## Given data
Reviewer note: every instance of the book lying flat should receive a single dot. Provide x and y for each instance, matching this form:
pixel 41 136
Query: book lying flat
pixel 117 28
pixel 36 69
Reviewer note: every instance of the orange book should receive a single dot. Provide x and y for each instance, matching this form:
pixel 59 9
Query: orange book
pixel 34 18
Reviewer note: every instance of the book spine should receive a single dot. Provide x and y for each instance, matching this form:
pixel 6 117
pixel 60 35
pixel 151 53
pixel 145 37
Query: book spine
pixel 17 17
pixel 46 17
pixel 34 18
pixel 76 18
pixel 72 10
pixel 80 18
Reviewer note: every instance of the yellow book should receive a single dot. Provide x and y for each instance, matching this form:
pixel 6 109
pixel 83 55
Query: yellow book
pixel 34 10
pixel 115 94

## Exercise directions
Please swap "yellow book" for "green book" in the items from the line with "Reviewer note: every instance of the book spine" through the end of the items, and give only those lines back with everything else unchanged.

## Task answer
Reviewer note: every instance of the book spine should receive a single dot. Provide x and y for each instance, matching this form:
pixel 6 117
pixel 60 35
pixel 151 53
pixel 145 37
Query: book spine
pixel 17 17
pixel 46 17
pixel 34 18
pixel 76 18
pixel 72 10
pixel 80 18
Reviewer note: every instance of the green book should receive a single dot. Provide x and y for each instance, matching this form:
pixel 6 109
pixel 83 55
Query: green book
pixel 34 10
pixel 115 94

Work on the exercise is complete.